### Exercise requirements
According to the abstract below, how was the water environment modeled in the calculations?

### Page extract
Density functional theory investigation of mechanisms of degradation reactions of sulfonated PEEK membranes with OH radicals in fuel cells: addition–elimination reactions and acid catalyzed water elimination

Abstract Sulfonated polyether (ether) ketone or sulfonated PEEK (sPEEK) membranes are one possible candidate for proton-transfer membranes in hydrogen fuel cells. Reaction with hydroxy radicals is expected to be a significant source of degradation of these membranes during fuel cell operation. In this work, the reactivity of the sPEEK polymer molecule with OH radicals is studied by M062X hybrid density functional calculations of the energetics of several reaction paths in a water environment as modeled by polarized continuum model calculations. Reactants, products, encounter minima and transition states are optimized for a reaction pathway in which OH addition is followed by acid-catalyzed water elimination which cationizes the polymer, degradation is expected to follow this reaction as the unstable cation then undergoes bond-breaking or other reactions. Two pathways for this acid-catalyzed cationization, one in which a water molecule plays the role of an additional co-catalyst, are reported. Further calculations explore reaction pathways in which addition of OH to the polymer is followed by bond breaking reactions which would break the polymer chain or the bond between the polymer and sulfonyl groups. Examination of the free energy barriers to all these reactions, relative to reactants, suggests that these direct bond-breaking reactions may compete somewhat with acid-catalyzed water elimination following OH addition.

### Given entries

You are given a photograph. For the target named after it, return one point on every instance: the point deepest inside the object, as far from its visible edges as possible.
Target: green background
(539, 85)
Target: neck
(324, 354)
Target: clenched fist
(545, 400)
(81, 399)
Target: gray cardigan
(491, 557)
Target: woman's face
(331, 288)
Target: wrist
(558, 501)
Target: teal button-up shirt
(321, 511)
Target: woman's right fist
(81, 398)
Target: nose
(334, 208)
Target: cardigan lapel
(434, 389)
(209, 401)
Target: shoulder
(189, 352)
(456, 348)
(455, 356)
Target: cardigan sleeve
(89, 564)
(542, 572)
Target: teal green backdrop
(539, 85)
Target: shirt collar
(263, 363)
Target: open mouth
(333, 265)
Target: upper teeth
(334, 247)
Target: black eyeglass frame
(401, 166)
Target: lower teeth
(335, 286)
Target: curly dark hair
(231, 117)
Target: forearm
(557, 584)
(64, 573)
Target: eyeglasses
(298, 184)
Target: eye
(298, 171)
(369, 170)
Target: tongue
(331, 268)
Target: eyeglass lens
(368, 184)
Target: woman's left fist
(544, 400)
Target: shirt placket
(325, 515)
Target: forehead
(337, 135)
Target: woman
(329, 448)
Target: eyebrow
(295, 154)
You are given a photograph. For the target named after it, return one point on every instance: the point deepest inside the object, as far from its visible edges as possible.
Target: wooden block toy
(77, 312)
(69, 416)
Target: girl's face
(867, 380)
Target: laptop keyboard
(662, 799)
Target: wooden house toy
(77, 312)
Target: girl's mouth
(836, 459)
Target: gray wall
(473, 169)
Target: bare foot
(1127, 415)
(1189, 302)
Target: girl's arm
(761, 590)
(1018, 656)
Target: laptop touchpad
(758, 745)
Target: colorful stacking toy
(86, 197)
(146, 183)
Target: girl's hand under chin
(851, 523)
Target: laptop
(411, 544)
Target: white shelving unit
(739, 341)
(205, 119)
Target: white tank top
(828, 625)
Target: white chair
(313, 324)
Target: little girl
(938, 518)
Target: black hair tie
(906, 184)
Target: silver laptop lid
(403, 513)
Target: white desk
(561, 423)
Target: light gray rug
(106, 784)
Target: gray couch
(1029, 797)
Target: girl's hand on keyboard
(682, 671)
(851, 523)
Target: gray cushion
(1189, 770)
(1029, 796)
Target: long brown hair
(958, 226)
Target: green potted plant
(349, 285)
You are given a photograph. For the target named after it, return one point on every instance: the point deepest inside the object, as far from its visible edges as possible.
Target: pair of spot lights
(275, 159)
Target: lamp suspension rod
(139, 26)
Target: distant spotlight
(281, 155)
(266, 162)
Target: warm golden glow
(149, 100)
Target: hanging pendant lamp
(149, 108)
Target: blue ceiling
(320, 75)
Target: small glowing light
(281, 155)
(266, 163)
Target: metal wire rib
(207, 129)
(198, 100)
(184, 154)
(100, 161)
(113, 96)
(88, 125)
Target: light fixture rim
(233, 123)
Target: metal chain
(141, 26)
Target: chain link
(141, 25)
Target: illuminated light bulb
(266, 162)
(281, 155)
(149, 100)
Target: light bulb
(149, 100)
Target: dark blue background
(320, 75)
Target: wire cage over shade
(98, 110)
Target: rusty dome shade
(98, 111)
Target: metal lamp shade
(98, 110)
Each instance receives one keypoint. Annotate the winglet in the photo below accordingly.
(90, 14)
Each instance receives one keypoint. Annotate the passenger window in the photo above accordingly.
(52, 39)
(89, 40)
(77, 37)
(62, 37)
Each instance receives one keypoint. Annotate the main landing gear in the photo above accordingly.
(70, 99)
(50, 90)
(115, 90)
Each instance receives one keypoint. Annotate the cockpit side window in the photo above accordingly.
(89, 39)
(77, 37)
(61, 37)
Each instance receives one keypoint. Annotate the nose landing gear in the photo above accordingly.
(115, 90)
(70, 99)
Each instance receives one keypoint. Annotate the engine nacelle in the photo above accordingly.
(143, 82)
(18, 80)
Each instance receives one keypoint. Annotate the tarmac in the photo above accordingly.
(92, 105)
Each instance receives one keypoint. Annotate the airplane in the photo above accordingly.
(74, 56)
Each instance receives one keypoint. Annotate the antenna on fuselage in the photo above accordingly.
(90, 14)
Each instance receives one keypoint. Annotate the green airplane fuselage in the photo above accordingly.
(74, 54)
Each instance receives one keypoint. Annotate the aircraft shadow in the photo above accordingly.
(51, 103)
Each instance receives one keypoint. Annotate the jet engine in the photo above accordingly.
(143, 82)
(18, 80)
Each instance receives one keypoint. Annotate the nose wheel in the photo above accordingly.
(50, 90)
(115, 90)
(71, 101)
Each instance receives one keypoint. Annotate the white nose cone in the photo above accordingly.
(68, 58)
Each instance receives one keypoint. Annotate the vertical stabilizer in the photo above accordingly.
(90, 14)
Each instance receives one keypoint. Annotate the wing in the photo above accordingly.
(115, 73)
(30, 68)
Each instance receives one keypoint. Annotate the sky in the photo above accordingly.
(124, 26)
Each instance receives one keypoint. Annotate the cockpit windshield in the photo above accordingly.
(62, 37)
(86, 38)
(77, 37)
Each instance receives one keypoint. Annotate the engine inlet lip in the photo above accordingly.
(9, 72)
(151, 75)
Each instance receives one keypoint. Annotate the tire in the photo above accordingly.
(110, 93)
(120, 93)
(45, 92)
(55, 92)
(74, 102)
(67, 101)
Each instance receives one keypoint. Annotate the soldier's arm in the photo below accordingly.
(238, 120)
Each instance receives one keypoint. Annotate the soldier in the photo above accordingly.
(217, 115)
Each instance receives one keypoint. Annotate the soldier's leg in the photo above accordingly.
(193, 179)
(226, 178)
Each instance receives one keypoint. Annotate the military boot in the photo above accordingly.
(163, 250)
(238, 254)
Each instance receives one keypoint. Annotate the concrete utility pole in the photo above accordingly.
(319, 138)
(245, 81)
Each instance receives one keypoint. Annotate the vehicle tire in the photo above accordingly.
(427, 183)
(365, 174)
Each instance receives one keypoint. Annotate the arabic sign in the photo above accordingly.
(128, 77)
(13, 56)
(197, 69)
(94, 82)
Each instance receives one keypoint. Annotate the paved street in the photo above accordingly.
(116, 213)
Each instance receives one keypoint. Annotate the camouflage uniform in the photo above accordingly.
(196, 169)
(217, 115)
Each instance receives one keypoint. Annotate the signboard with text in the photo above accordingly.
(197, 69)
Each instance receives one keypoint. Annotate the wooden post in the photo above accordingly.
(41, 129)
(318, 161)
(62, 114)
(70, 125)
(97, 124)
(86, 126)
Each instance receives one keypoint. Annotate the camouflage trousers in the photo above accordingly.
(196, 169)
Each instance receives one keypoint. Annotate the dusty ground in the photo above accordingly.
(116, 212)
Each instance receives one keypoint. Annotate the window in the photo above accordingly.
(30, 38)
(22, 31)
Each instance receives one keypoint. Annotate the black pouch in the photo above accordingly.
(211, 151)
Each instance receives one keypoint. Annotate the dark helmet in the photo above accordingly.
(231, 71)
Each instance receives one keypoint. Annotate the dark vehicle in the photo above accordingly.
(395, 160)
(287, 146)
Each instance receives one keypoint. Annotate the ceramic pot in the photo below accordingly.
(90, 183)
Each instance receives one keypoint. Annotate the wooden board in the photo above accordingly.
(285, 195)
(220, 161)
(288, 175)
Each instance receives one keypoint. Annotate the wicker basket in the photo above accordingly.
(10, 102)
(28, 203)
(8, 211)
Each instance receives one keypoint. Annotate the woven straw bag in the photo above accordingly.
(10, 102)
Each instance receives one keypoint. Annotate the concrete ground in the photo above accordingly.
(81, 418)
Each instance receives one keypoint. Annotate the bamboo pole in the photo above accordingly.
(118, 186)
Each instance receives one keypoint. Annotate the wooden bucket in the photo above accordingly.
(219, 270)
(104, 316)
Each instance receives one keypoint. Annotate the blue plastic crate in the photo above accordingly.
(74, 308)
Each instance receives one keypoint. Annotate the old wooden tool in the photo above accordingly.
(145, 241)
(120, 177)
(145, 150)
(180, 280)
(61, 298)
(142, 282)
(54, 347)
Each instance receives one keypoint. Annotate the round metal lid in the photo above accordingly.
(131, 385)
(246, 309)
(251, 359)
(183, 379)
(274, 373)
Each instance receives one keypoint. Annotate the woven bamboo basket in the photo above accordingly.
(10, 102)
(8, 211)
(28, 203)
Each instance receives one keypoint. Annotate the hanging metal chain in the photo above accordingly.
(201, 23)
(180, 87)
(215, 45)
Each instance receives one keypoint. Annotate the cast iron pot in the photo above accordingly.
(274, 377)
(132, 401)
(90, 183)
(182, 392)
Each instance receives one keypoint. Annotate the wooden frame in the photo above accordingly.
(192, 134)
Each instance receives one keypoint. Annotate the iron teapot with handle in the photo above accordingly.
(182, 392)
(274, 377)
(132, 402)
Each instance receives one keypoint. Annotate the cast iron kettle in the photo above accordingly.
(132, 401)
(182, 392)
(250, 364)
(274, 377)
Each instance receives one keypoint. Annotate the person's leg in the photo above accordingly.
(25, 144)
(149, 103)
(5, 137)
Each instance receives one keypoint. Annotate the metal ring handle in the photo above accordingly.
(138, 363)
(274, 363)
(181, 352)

### Response box
With polarized continuum model calculations.